Input records:
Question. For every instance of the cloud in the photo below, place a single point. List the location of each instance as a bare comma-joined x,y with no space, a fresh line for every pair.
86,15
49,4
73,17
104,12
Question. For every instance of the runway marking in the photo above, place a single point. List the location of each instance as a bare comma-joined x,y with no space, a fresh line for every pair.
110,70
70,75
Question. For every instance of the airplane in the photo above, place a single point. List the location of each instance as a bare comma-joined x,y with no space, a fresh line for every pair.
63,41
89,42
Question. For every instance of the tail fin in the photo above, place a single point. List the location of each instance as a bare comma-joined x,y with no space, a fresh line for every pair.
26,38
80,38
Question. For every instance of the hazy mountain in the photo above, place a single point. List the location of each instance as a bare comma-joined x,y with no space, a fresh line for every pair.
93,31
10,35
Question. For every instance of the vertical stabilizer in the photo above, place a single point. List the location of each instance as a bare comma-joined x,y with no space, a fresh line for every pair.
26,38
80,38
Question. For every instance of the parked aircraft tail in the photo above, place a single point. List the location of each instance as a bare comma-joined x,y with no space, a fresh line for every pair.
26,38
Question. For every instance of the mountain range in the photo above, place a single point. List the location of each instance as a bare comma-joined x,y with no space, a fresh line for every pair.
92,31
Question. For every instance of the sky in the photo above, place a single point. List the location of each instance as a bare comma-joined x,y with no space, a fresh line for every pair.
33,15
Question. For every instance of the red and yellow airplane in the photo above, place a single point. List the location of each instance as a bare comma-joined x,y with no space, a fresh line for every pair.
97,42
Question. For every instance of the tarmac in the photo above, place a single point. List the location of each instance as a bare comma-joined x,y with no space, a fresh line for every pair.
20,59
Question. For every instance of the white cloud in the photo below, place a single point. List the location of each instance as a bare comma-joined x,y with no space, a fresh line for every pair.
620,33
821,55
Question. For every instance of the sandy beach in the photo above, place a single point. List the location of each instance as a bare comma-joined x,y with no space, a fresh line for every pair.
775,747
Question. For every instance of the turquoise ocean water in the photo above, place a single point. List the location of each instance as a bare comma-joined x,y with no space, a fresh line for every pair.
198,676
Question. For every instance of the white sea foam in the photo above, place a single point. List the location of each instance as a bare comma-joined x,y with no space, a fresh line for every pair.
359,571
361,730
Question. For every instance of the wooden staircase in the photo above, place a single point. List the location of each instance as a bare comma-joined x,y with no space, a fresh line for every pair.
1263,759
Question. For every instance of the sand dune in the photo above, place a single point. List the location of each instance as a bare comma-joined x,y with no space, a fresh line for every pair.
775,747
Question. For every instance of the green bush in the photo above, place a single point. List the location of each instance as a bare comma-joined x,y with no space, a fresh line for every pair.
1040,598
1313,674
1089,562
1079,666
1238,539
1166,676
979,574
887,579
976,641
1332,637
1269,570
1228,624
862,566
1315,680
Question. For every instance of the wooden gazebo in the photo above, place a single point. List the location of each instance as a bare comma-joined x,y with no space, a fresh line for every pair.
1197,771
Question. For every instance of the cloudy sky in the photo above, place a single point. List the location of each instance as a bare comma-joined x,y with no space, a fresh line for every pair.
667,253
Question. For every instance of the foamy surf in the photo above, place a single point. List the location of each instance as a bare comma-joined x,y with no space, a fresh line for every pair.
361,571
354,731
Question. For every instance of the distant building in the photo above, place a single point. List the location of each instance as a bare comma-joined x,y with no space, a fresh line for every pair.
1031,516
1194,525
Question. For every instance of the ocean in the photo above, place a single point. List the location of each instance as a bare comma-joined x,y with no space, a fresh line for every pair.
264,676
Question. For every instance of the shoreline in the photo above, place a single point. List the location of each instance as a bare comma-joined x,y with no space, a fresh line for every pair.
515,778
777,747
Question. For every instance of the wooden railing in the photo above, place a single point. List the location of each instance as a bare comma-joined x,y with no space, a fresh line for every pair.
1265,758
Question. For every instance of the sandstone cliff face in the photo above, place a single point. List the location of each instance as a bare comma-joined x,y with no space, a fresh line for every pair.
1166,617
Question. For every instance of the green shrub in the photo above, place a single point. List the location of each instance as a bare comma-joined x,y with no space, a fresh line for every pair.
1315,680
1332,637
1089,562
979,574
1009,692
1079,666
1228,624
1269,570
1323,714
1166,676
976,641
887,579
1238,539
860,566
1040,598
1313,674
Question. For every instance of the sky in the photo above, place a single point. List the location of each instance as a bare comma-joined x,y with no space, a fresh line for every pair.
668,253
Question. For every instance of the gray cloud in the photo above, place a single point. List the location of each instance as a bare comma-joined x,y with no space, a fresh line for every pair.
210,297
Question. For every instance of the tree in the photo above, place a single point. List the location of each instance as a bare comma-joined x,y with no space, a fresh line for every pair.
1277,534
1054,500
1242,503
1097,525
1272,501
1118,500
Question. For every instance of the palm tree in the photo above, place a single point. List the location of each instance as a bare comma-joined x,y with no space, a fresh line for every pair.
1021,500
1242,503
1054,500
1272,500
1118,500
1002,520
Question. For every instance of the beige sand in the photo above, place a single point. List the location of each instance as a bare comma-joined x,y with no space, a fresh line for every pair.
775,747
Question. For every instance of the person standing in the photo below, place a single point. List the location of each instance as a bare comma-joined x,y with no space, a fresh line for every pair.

Task goal:
Starting with the line that contains "Question. For every instance of the gray" and continuing through the final line of the material, output those lines alone as a Markdown table. Use two columns, "Row" for a running number and "Line" for the line itself, and leave out any blank lines.

Result for this exercise:
| Row | Line |
|---|---|
| 1 | Question. For every instance of the gray cloud in the photo above, place a single point. List the location of each instance as a bare comma-joined x,y with no space, a fresh line for every pair. |
| 2 | 210,297 |
| 3 | Question. For every instance of the tree in the photo above, place a single point. List the location of each instance as a bare comma-joined x,y with no space, a fresh line for every pair. |
| 4 | 1277,534 |
| 5 | 1054,500 |
| 6 | 1242,503 |
| 7 | 1097,525 |
| 8 | 1272,501 |
| 9 | 1118,500 |
| 10 | Question. For every instance of the palm tree in the photo above, place a single point. List the location of each instance as a bare comma-joined x,y with no space, a fresh line for every pair. |
| 11 | 1021,500 |
| 12 | 1242,503 |
| 13 | 1054,500 |
| 14 | 1272,500 |
| 15 | 1118,500 |
| 16 | 1002,520 |
| 17 | Question. For every instance of the beige sand in the photo above, place a single point. List the location of each instance as a bare comma-joined x,y with no space, a fresh line for every pair. |
| 18 | 775,747 |
| 19 | Question. For every instance of the person standing in the photo below, place a single point. List the location of each instance as a bare comma-joined x,y with no space, a fresh line for every pair. |